> Assignment: Everything in the records below except the pictures must be written out exactly.

> Records for this task:
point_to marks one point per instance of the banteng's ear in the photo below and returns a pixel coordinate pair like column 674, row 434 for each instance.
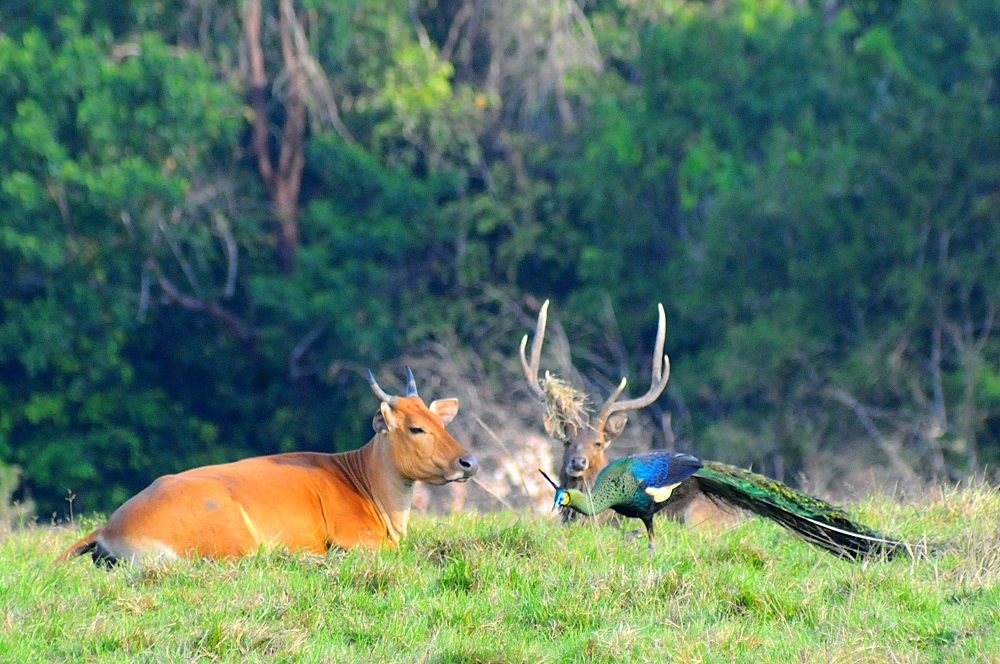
column 379, row 424
column 614, row 427
column 384, row 420
column 446, row 409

> Result below:
point_to marks one point per instance of the banteng's ear in the photo below and returns a pixel coordinate pair like column 674, row 434 for each instance.
column 379, row 424
column 614, row 427
column 384, row 420
column 446, row 409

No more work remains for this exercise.